____ Alıntı metin
VAKIF KURAN KADINLARA VEFÂ…
Mayıs ayının ikinci haftası her yıl Vakıflar Haftası olarak kutlanıyor. Ve yine her yıl Vakıflar Haftası belirli bir gündem ile düzenleniyor. Bu yılın gündeminde Vakıf Kuran Kadınlar var.
Selçuklu ve Osmanlı medeniyetleri için vakıf medeniyeti tabiri kullanılır. Arapça bir kelime olan vakıf; lügatta, durdurma, hareketten alı koyma, hareketsiz bırakma gibi anlamları içeriyor. Ayrıca tamamen verme, büsbütün verme manalarını da hâvî. Literatürde ise vakıf, “Bir malın menfaatinin insanlara tahsis edilmesi, mülkiyetinin durdurularak mülk edinilmesinin veya istimlak edilmesinin veya mülk olarak verilmesinin men edilmesi şeklinde tanımlanmıştır.
Vakıf Medeniyetinin öncüleri yalnızca erkekler değildir. Asırlar boyunca kadınlar da pek çok vakıf kurarak bu hayır yarışına geniş ölçüde katılmış günümüze kadar devam eden eserler bırakmıştır. Bu meyanda hanım Sultanlar, servet sahibi kadınların başı çekiyor olsa da, orta halliler, kendileri fakir, fakat gönülleri zengin kadınlar da bu konuda üzerlerine düşeni yapmışlardır.
________
____ Verilen bilgiler
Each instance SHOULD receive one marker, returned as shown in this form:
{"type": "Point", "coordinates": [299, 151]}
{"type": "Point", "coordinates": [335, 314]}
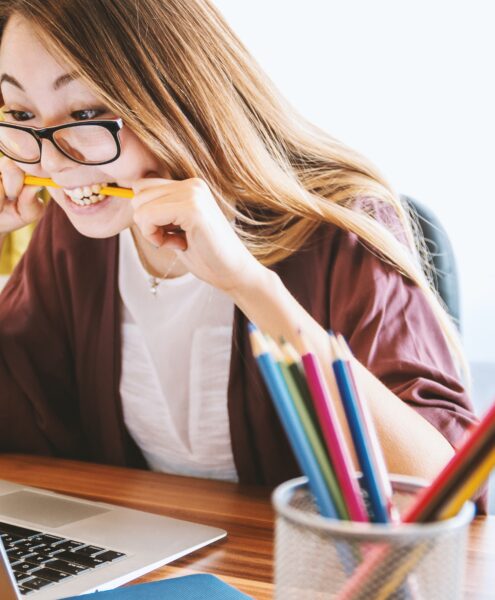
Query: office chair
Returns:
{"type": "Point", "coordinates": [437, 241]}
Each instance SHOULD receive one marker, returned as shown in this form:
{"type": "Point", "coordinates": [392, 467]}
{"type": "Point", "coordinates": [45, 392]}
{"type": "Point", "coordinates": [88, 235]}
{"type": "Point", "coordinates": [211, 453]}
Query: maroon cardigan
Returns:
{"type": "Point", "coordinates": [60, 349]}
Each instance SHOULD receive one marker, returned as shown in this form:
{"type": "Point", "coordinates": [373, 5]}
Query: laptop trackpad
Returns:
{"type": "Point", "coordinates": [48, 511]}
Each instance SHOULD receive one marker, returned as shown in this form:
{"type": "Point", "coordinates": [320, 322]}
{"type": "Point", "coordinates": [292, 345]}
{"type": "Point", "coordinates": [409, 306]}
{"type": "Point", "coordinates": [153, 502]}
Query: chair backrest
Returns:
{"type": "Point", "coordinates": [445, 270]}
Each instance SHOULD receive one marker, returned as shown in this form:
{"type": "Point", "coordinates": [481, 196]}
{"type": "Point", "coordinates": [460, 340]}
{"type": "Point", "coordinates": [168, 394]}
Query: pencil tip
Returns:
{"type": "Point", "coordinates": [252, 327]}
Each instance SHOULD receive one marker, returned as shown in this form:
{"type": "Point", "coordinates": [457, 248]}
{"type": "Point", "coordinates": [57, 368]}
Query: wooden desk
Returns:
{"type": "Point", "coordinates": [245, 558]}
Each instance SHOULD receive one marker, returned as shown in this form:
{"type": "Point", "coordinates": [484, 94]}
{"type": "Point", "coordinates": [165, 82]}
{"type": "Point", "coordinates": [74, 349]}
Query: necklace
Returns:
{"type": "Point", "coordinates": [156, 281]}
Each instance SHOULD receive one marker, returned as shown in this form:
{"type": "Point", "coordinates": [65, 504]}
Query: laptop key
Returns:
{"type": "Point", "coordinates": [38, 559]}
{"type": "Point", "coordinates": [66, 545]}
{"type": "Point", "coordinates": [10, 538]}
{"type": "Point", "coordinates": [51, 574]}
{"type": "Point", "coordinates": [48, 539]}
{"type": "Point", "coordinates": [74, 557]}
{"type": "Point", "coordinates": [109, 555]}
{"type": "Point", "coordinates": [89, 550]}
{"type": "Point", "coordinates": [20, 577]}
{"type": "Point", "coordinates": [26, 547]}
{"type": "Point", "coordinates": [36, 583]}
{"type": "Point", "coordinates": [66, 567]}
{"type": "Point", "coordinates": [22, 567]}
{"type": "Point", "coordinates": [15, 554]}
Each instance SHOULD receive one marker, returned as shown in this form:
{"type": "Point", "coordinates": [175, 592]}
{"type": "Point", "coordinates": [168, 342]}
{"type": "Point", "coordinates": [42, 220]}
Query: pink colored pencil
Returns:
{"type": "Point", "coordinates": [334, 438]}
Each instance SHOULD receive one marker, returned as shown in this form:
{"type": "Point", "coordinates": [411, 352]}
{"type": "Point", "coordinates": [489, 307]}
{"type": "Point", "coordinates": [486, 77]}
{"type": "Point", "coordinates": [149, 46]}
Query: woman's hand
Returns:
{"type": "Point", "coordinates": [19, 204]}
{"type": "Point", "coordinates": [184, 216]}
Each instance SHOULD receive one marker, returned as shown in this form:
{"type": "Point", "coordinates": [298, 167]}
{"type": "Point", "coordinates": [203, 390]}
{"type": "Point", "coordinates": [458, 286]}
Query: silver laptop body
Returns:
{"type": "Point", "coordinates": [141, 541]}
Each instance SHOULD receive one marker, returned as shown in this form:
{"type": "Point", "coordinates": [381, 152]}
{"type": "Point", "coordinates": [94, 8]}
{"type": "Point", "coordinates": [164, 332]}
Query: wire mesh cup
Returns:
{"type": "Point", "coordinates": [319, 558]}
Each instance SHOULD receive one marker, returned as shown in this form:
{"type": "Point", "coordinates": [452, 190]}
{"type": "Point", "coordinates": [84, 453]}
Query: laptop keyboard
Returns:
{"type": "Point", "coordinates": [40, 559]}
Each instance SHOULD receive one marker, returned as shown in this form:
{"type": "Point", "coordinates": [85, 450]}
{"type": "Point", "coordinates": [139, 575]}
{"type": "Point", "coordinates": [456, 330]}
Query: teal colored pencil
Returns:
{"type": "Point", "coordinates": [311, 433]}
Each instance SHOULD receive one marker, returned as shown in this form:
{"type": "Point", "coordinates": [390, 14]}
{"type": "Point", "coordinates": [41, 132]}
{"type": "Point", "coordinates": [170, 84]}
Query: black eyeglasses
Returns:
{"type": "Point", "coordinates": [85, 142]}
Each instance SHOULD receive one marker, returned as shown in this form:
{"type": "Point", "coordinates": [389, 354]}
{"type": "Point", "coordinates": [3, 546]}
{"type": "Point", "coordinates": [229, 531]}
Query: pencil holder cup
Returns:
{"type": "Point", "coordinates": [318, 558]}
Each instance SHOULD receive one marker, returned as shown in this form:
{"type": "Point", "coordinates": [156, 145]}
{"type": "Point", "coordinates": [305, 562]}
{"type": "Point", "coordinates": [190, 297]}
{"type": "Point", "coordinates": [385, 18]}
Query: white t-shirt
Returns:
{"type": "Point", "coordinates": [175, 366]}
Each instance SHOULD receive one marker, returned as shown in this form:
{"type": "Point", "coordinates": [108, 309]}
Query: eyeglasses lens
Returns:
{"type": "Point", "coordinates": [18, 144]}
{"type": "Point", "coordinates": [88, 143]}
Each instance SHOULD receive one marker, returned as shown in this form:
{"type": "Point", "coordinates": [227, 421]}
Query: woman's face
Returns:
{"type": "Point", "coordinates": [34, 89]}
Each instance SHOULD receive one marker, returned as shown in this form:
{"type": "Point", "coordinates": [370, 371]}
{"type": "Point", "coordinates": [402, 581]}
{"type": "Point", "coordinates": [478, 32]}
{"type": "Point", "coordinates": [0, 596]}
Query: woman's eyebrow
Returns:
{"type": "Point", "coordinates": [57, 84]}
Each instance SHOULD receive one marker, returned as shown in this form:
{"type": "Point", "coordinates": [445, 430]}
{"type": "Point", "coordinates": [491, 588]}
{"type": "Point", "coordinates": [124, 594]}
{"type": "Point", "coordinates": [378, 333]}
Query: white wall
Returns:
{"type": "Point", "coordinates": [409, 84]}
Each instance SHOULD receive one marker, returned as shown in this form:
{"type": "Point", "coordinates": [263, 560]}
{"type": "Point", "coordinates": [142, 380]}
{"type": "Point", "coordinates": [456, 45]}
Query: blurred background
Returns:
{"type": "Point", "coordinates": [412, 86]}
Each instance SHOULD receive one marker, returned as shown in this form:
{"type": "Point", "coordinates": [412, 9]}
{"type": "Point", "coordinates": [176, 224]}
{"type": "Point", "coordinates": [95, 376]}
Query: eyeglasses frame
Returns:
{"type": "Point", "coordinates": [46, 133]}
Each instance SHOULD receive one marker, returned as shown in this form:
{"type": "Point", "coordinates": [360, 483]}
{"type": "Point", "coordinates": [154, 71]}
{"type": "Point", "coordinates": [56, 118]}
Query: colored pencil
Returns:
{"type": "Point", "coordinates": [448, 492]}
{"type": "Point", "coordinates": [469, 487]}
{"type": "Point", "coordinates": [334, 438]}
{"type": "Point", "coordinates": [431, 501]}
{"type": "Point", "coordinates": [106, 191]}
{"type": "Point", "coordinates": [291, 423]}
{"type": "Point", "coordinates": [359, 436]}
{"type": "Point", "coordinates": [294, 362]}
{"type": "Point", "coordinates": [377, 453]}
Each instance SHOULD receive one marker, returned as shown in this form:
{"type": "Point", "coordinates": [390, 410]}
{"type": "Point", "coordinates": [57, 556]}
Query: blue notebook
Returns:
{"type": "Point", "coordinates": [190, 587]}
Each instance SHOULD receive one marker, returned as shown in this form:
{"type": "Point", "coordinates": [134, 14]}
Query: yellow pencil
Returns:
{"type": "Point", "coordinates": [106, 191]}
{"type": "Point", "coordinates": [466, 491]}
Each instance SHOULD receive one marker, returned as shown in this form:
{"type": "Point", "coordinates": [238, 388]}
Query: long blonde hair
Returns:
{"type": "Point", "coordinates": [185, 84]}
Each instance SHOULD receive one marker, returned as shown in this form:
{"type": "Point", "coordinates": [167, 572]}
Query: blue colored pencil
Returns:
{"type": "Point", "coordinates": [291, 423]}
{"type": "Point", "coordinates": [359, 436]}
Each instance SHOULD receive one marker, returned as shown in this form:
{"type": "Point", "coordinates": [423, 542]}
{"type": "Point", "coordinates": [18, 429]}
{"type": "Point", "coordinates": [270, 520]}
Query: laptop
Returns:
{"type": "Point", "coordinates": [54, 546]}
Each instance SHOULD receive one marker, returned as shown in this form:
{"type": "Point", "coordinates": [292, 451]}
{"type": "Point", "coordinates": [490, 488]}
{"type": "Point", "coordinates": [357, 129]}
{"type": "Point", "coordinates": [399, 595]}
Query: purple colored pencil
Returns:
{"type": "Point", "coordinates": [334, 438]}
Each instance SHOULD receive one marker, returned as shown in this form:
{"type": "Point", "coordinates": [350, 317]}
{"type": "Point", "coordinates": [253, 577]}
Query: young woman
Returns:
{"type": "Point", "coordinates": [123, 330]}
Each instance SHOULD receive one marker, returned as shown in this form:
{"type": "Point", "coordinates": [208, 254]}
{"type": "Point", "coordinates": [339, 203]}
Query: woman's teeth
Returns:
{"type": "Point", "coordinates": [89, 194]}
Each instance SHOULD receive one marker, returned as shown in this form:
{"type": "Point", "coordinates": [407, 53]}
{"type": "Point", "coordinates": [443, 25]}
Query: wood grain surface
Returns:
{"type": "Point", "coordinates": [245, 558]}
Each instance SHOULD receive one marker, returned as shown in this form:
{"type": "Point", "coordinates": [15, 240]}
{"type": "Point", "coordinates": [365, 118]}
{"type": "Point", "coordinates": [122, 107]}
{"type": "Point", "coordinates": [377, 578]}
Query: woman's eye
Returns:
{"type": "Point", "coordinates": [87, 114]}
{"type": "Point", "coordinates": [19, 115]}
________
____ Verilen bilgiler
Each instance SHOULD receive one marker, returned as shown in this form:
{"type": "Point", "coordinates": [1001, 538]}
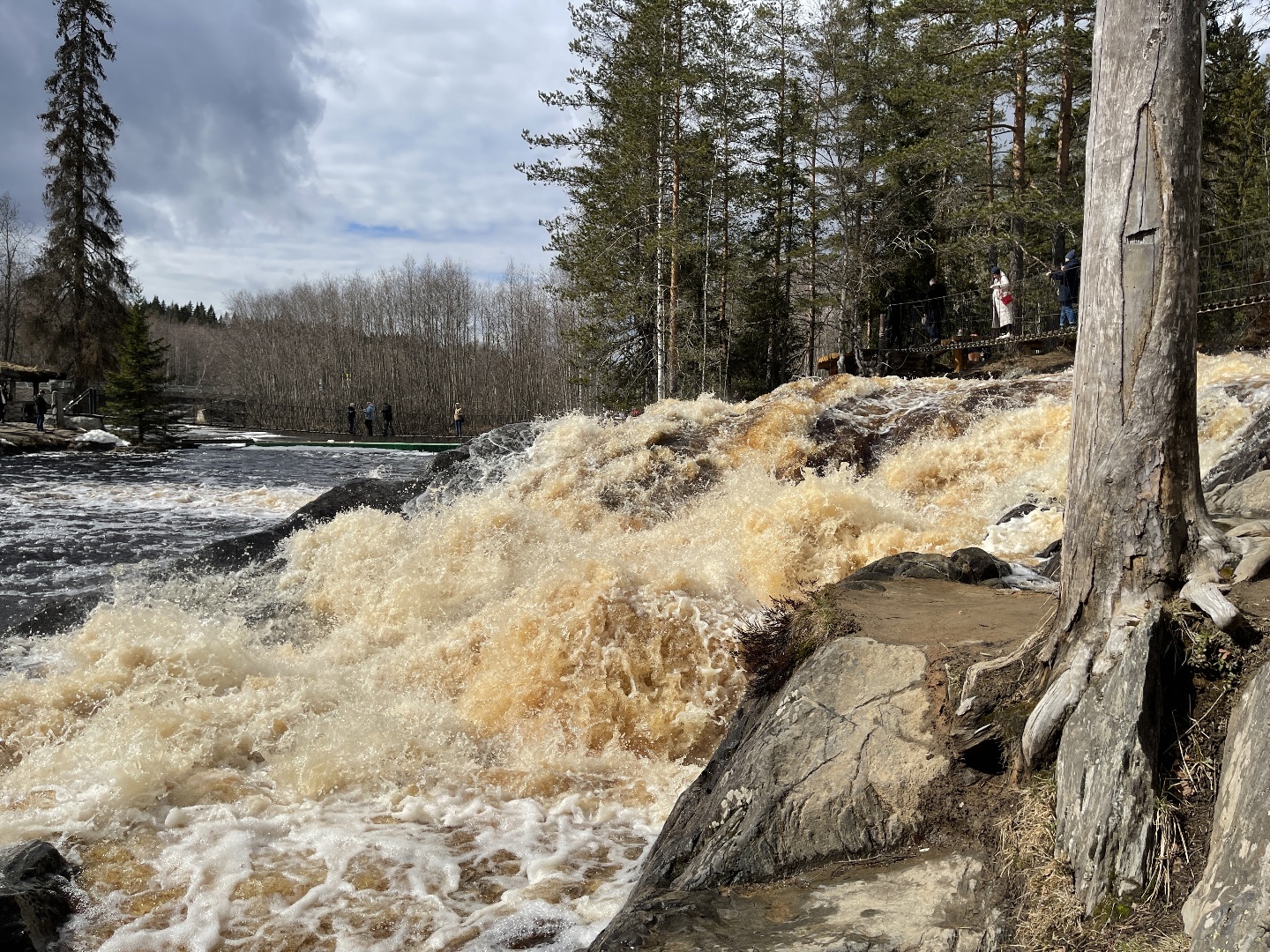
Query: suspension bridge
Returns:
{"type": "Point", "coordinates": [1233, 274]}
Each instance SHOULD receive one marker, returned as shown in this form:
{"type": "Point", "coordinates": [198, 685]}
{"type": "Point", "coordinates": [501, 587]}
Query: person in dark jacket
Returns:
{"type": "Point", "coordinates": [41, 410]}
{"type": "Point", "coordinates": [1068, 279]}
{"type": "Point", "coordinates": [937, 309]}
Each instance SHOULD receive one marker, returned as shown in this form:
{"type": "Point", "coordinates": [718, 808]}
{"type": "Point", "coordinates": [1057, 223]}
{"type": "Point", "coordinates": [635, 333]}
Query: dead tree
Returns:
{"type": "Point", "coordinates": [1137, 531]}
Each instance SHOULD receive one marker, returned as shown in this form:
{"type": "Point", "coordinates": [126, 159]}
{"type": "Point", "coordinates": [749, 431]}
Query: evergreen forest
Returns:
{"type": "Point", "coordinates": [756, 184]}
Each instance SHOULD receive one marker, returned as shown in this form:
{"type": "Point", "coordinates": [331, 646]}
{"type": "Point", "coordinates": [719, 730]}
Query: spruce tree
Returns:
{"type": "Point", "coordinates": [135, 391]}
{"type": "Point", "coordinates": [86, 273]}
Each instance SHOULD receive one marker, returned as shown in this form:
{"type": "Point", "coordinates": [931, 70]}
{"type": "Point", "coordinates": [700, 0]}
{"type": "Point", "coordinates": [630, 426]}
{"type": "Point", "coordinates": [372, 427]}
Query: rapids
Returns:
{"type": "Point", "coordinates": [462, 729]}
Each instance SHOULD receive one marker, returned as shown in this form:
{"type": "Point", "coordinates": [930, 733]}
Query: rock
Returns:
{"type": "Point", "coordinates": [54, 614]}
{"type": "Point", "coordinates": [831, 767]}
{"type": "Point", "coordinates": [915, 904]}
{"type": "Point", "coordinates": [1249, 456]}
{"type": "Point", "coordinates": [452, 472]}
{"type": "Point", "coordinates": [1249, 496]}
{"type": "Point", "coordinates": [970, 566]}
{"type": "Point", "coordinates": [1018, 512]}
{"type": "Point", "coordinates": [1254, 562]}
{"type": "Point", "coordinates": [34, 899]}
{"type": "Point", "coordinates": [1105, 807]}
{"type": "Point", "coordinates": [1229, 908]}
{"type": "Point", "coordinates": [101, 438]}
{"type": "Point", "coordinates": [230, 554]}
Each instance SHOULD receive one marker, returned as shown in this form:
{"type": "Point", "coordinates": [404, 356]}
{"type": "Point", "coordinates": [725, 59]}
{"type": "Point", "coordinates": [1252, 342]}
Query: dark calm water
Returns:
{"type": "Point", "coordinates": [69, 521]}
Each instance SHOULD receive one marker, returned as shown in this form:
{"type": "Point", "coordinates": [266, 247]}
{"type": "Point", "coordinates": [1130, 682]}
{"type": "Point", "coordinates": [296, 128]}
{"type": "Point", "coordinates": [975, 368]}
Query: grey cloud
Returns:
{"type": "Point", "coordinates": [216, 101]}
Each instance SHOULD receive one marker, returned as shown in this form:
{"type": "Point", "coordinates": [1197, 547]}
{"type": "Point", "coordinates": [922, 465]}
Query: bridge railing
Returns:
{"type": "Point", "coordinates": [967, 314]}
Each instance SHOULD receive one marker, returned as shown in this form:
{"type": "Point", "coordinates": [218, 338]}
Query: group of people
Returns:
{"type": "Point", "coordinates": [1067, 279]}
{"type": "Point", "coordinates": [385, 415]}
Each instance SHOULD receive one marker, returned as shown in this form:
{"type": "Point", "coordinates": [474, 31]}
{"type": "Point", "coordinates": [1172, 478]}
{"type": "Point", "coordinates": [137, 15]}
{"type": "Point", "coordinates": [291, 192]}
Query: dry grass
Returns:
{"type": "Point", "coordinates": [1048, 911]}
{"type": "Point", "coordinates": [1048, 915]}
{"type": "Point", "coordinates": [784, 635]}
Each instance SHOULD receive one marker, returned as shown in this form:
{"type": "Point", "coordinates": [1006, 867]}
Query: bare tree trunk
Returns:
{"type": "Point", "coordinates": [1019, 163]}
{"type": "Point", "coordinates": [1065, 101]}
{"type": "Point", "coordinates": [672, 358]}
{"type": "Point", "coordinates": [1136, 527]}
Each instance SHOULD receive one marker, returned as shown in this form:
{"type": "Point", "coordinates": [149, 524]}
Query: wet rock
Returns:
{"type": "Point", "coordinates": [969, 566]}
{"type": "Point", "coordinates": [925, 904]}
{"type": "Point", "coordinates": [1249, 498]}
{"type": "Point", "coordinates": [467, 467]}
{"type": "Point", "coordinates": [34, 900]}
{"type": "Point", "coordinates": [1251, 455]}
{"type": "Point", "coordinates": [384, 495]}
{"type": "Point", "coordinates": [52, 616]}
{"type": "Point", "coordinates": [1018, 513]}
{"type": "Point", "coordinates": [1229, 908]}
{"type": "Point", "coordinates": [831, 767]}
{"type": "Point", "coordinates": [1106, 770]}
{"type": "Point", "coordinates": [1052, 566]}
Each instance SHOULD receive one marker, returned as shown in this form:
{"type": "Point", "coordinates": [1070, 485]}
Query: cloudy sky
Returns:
________
____ Verilen bilgiler
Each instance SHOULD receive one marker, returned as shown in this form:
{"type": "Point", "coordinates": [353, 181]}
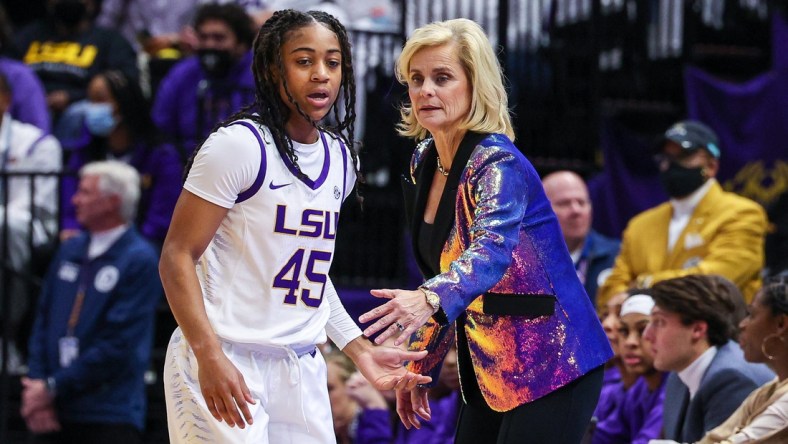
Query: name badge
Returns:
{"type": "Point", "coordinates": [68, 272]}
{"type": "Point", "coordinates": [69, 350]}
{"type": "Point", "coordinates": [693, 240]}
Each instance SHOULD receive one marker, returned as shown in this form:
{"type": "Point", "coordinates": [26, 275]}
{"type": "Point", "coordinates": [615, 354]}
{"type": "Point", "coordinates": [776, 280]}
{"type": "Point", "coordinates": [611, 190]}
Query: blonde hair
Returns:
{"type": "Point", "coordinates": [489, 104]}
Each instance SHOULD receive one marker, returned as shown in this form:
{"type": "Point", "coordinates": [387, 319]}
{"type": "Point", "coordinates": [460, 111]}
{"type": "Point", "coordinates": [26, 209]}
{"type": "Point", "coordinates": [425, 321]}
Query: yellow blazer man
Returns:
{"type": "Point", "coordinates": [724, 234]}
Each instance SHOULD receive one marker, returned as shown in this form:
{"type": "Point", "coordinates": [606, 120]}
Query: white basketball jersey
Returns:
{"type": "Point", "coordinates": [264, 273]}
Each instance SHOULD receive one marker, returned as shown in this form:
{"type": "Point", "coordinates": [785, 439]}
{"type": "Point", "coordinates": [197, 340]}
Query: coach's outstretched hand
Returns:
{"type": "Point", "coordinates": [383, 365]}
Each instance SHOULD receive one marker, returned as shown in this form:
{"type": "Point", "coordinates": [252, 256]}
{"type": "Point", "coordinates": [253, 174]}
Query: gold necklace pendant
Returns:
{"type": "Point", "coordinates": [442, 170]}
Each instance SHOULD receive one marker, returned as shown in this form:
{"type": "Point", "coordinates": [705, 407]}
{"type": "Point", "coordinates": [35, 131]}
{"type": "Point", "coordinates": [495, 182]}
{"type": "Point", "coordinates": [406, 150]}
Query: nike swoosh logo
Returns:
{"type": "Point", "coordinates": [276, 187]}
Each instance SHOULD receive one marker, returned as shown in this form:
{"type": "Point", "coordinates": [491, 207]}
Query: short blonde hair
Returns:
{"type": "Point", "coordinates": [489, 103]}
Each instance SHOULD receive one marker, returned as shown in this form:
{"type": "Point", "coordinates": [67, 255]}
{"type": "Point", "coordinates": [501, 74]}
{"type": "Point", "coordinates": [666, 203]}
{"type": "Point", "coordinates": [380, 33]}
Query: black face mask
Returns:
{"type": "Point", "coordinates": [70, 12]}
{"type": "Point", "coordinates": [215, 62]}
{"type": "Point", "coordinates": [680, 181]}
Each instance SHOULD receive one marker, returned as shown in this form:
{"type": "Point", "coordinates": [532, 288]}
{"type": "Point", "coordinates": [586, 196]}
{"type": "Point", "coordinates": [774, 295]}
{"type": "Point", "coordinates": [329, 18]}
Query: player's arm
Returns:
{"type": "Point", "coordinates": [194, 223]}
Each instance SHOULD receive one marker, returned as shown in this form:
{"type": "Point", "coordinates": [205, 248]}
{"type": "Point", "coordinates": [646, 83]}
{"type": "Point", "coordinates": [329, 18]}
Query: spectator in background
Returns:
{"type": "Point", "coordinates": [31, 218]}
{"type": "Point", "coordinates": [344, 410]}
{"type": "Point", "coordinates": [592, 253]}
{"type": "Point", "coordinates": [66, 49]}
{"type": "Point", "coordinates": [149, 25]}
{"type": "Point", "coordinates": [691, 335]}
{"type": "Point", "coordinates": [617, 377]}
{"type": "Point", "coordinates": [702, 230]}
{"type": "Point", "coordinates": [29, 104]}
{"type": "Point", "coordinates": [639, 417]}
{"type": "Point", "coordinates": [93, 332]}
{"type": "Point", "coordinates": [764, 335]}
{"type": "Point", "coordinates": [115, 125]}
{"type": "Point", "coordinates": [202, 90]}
________
Yazılı istek: Vakıf kuran kadınlarla ilgili yazıda "Selçuklu ve Osmanlı" ile başlayıp "edilmesi şeklinde tanımlanmıştır." ile biten bölümü hiç değiştirmeden yeniden yaz.

Görev cevabı:
Selçuklu ve Osmanlı medeniyetleri için vakıf medeniyeti tabiri kullanılır. Arapça bir kelime olan vakıf; lügatta, durdurma, hareketten alı koyma, hareketsiz bırakma gibi anlamları içeriyor. Ayrıca tamamen verme, büsbütün verme manalarını da hâvî. Literatürde ise vakıf, “Bir malın menfaatinin insanlara tahsis edilmesi, mülkiyetinin durdurularak mülk edinilmesinin veya istimlak edilmesinin veya mülk olarak verilmesinin men edilmesi şeklinde tanımlanmıştır.